#### What the exercise asks
Pictures aside, write out every record exactly as it appears.

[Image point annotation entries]

+---+

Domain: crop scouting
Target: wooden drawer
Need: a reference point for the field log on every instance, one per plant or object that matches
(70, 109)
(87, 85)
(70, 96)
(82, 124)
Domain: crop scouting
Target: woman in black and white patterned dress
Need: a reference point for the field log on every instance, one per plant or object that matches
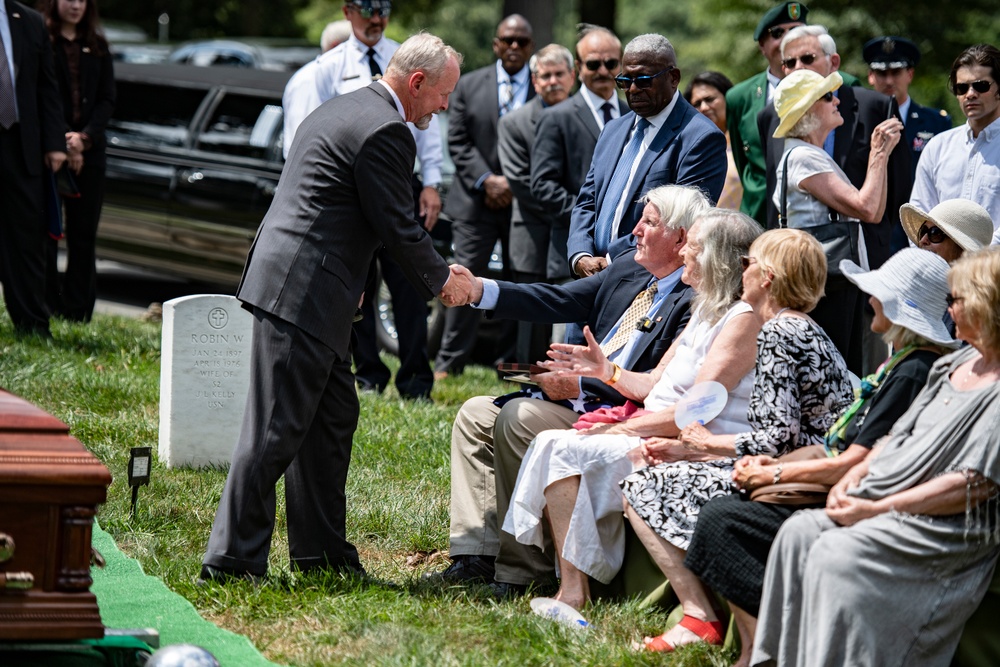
(801, 385)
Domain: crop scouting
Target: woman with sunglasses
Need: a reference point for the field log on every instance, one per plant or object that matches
(814, 194)
(951, 228)
(901, 556)
(87, 85)
(734, 534)
(707, 94)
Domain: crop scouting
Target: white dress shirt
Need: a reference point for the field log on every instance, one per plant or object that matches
(955, 165)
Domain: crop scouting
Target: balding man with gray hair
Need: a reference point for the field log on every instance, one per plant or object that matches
(664, 140)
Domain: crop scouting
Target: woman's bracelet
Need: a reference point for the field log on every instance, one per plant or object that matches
(616, 374)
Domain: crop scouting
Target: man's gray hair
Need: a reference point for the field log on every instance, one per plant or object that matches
(425, 53)
(652, 44)
(825, 41)
(553, 54)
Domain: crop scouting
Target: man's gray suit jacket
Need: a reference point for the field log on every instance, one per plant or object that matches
(345, 190)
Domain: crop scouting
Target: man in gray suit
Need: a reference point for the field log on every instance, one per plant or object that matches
(335, 204)
(534, 255)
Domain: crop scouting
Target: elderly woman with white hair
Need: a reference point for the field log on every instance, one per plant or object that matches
(571, 477)
(814, 194)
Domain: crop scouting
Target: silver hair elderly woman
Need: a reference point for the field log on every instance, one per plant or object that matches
(572, 476)
(889, 572)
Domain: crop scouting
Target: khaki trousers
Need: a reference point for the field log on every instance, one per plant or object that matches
(487, 446)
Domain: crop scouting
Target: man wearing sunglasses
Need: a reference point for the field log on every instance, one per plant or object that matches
(965, 162)
(746, 99)
(567, 135)
(663, 141)
(479, 201)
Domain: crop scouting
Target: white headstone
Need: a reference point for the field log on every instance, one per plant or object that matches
(204, 378)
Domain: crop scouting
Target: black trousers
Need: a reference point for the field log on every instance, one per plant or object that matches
(22, 238)
(73, 294)
(414, 379)
(300, 418)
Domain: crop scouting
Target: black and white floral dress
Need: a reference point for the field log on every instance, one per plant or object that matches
(801, 385)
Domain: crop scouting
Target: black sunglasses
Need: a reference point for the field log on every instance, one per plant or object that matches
(368, 12)
(641, 82)
(777, 31)
(611, 64)
(934, 234)
(807, 59)
(982, 86)
(511, 41)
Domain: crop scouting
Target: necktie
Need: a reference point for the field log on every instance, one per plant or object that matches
(506, 95)
(8, 111)
(615, 191)
(635, 313)
(606, 108)
(373, 65)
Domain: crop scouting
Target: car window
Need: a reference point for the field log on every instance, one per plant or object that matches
(244, 125)
(151, 115)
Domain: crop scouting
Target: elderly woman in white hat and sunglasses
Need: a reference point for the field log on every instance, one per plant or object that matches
(951, 228)
(814, 194)
(734, 534)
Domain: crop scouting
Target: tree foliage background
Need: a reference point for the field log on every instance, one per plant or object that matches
(707, 34)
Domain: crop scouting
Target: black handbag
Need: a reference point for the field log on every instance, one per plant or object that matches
(838, 237)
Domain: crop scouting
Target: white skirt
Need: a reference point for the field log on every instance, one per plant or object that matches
(595, 542)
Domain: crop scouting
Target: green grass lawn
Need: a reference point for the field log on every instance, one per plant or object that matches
(103, 380)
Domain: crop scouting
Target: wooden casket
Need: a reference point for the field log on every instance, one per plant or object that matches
(50, 487)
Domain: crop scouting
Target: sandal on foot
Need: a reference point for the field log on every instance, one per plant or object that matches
(710, 631)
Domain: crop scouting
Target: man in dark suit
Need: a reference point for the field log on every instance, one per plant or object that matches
(566, 135)
(32, 138)
(479, 201)
(862, 111)
(890, 71)
(490, 436)
(345, 190)
(532, 255)
(663, 141)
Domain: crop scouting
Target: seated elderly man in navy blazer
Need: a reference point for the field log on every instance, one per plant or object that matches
(664, 141)
(491, 435)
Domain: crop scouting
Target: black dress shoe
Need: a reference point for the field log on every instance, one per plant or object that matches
(466, 570)
(501, 590)
(222, 575)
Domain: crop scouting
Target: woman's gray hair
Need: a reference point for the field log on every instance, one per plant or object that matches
(553, 54)
(808, 123)
(725, 237)
(424, 53)
(678, 206)
(652, 44)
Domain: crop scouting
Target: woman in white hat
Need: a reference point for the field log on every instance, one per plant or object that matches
(734, 534)
(952, 227)
(820, 199)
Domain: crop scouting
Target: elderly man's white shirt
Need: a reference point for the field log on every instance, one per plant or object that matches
(955, 165)
(345, 69)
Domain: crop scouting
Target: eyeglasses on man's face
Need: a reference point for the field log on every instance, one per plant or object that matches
(611, 64)
(641, 82)
(806, 58)
(368, 12)
(982, 86)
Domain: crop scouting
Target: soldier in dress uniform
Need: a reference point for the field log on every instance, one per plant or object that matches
(890, 71)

+---+

#### Response below
Domain: crop scouting
Target: wooden drawer
Need: a reference point for the field log on every instance, one per plant or object that matches
(70, 109)
(87, 85)
(70, 96)
(82, 124)
Domain: crop scouting
Target: woman in black and white patterned dress
Need: a reference point for the field log on every instance, one per plant or object that matches
(801, 385)
Domain: crop scouting
Target: woman with sunglasses
Need: a reference point for the field log on every instance, one per plant or object that matches
(814, 194)
(951, 228)
(901, 556)
(87, 85)
(734, 534)
(707, 94)
Domain: crop scouting
Target: white dress shirt
Need: a reference point for the field log on every instance, one per plant or object that matches
(955, 165)
Domain: crop scouting
Target: balding man with gray hair
Need: a reference point for the field log on every instance, one per plant or object that matches
(664, 140)
Domain: crop scouting
Target: woman's bracelet
Need: a reference point for the field log on every instance, one per plant or object that matches
(616, 374)
Domain: crop scouting
Target: man's gray hair
Need: a reference point for the field log on every instance, one per plant or object that matches
(425, 53)
(652, 44)
(825, 41)
(553, 54)
Domain: crop scouting
Target: man's gray suit jacket
Need: a reference point for the field log on every instance, one per plant or object that matches
(345, 190)
Domain: crop scouting
Target: man in gray suit
Need: a reference point for the field log on every instance, one per plant or object that matches
(335, 204)
(534, 255)
Domain: crop scouting
Target: elderly woman with white hair
Need: a reference point for the field log on every instance, one per plant or object that matches
(571, 477)
(814, 194)
Domain: crop scouting
Target: silver hair elderly woman
Need: a reference point for the field log on every instance, one per plant or object that matches
(572, 476)
(889, 572)
Domain: crop scouting
Target: khaki trousers
Need: a reference point for the field log on every instance, one per plant or object that matches
(487, 446)
Domain: crop scouting
Target: man wearing sunglasses
Need: a reference point for the field log on every instance, one per plant or object that matches
(965, 162)
(746, 99)
(567, 135)
(663, 141)
(479, 201)
Domain: crop scouting
Target: white headstone
Need: a reference point for the field log on every instance, one per plant or object that matches
(204, 378)
Domain: crop scouting
Target: black trousers
Need: a reference point for the field log on every instance, one per plant or object that matches
(22, 238)
(73, 294)
(414, 379)
(300, 418)
Domain: crop scouting
Target: black and white floral dress
Need: a reference point for the field log on every instance, one per plant or object that matches
(801, 385)
Domain: crop scouting
Target: black sunglasses
Need: a reference point for the field log on every instance, one per plant or object that matches
(368, 12)
(641, 82)
(777, 31)
(611, 64)
(934, 234)
(807, 59)
(982, 86)
(511, 41)
Domain: crop scouting
Target: necktie
Need: a reference point for the field log on every instance, one per plant or object that matches
(506, 95)
(8, 111)
(615, 191)
(635, 313)
(606, 108)
(373, 65)
Domain: crop scouting
Target: car window
Need: a reference point for the field log on every instance, one per plant or object that matches
(244, 125)
(151, 115)
Domain: crop scouting
Target: elderly woman in white hat and sunglasses
Need: a reference point for the field log on every instance, one per plant or object that matches
(951, 228)
(814, 194)
(734, 534)
Domain: crop scouting
Target: tree foliage background
Need: a reference point for the field log on every instance, one per plant or object that matches
(707, 34)
Domain: crop scouting
Target: black handbag
Need: a reference point for the field log on every instance, one per plant or object that matches
(838, 237)
Domain: crop scouting
Target: white skirt
Need: a reference point for the field log on every instance, one per plant or object that matches
(595, 542)
Domain: crop scouting
Target: green grass lawn
Need: a reference point for the field log on every instance, one per plant or object that matches
(103, 380)
Domain: crop scouting
Target: wooden casket
Need: a reference point for the field log on every instance, one per plant or object that matches
(50, 487)
Domain: crop scouting
Target: sandal on foot
Need: a reference point for the field log on every instance, one per plant or object that matches
(710, 631)
Domain: crop scouting
Target: man in dark suit
Need: a reference point for the field log on every instance, one per plant or object that matches
(566, 135)
(32, 138)
(479, 201)
(862, 111)
(890, 71)
(490, 436)
(345, 190)
(532, 255)
(663, 141)
Domain: crop scouting
Target: seated elderly man in navy blazer
Need: a reference point for the field log on every instance, one per plant or object that matches
(664, 141)
(491, 435)
Domain: crop scouting
Target: black dress shoe
Need: a reference point for the field log on every instance, one per plant or object that matches
(466, 570)
(501, 590)
(222, 575)
Domain: crop scouting
Target: woman's gray hair
Need: a reference point for the field log on every instance, one per plant or object that matches
(553, 54)
(808, 123)
(725, 237)
(424, 53)
(678, 206)
(652, 44)
Domain: crop scouting
Target: woman in white hat
Need: a reference point for the field log on every instance, one per plant or object that matches
(734, 534)
(952, 227)
(820, 199)
Domain: crop scouting
Target: elderly man's white shirt
Need: a reference point for the field log on every instance, one per plant or object that matches
(955, 165)
(345, 69)
Domain: crop scouting
Target: eyeglasses on man's face
Need: a reference point for the field log on every instance, one per plant or object that matches
(611, 64)
(641, 82)
(806, 58)
(368, 12)
(982, 86)
Domain: crop scouting
Target: soldier in dress uniform
Need: a reference point for the field log on every instance, one per plant or object that matches
(890, 71)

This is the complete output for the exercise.